→ PASSAGE SHOWN
The first article, "Mr. Pinero and. "The Gay Lord Quex'", by J.P. White, is a thoroughly adequate narrative of Mr. Pinero's progress as a dramatist and a carefully considered criticism of "The Gay Lord Quex." To those who saw and enjoyed the play this winter, the article serves the useful purpose of fixing "The Gay Lord Quex" in the literary drama and of showing its close relation to the work of other dramatists and novelists.
"The Mill of Time," by G. H. M., narrowly misses being a very successful story. It relates the disillusioning experience of a "cub" reporter on a great daily; and these experiences are racily told in an account crammed with newspaper incident. This account, however, is rather arbitrarily placed between two quite different scenes, one in a club and the other with the boy's father. The relation between the three episodes might more plainly be shown; or else, the three episodes might be made more distinct, thus making of the story three character-sketches, as the writer evidently intended.
"Guy de Maupassant and His Work," by W. G., is a light, well-written appreciation. The writer pleasingly discusses Maupassant's gifts, training and talents, and passes a safe, if not very exhaustive, judgment on Maupassant's philosophy. The Monthly might do well to give more room, along with its deeper and more analytic criticism, to such light, well-phrased and purely appreciative essays.
The rollicking humor of "An Elk Hunt in Wyoming," by Henry Lyman, is the most delightful trait of a very interesting narrative. The incident by itself is very funny; and the sly wit with which it is told makes it well-nigh irresistible.
The verse of the number is unusually good: the fragment by C. M. Stearns is finely imaginative; and "Sea Burial," by H.W. Holmes is remarkable for its deep feeling and sure sense for phrasing.
The editorial takes rather a desponding view of the decision of the Senior class to wear caps and gowns: "Unless every Senior wears the cap and gown, the main sentimental purpose of the scheme will certainly be lost,--namely, the bringing of Seniors into close relations with each other;" and, in conclusion, it expresses the fear that "it is highly improbable that these distinctions, which have no tradition behind them, will bring together classes which the natural evolution of the University is irresistibly disuniting."

→ PROVIDED DATA
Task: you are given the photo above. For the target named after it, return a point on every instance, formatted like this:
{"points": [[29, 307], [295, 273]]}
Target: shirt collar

→ WRITTEN PROBLEM 1
Answer these questions from the magazine review:
(a) Who wrote "An Elk Hunt in Wyoming"?
(b) Whose experience does "The Mill of Time" relate?
(c) What is "Sea Burial" remarkable for?
→ WRITTEN PROBLEM 2
According to the magazine review, why does "The Mill of Time" narrowly miss being a very successful story? Explain in one to three sentences.
→ WRITTEN PROBLEM 3
From the magazine review, write out everything from "The rollicking humor" down to "sense for phrasing.".
Answer using only the review of the magazine issue.

→ REPLY 1
(a) Henry Lyman.
(b) A "cub" reporter on a great daily.
(c) Its deep feeling and sure sense for phrasing.

→ REPLY 2
The account of the reporter's experiences is placed rather arbitrarily between two quite different scenes, one in a club and one with the boy's father. The relation among the three episodes is not shown plainly enough, and the episodes are not made distinct enough to stand as the three character-sketches the writer evidently intended.

→ REPLY 3
The rollicking humor of "An Elk Hunt in Wyoming," by Henry Lyman, is the most delightful trait of a very interesting narrative. The incident by itself is very funny; and the sly wit with which it is told makes it well-nigh irresistible.
The verse of the number is unusually good: the fragment by C. M. Stearns is finely imaginative; and "Sea Burial," by H.W. Holmes is remarkable for its deep feeling and sure sense for phrasing.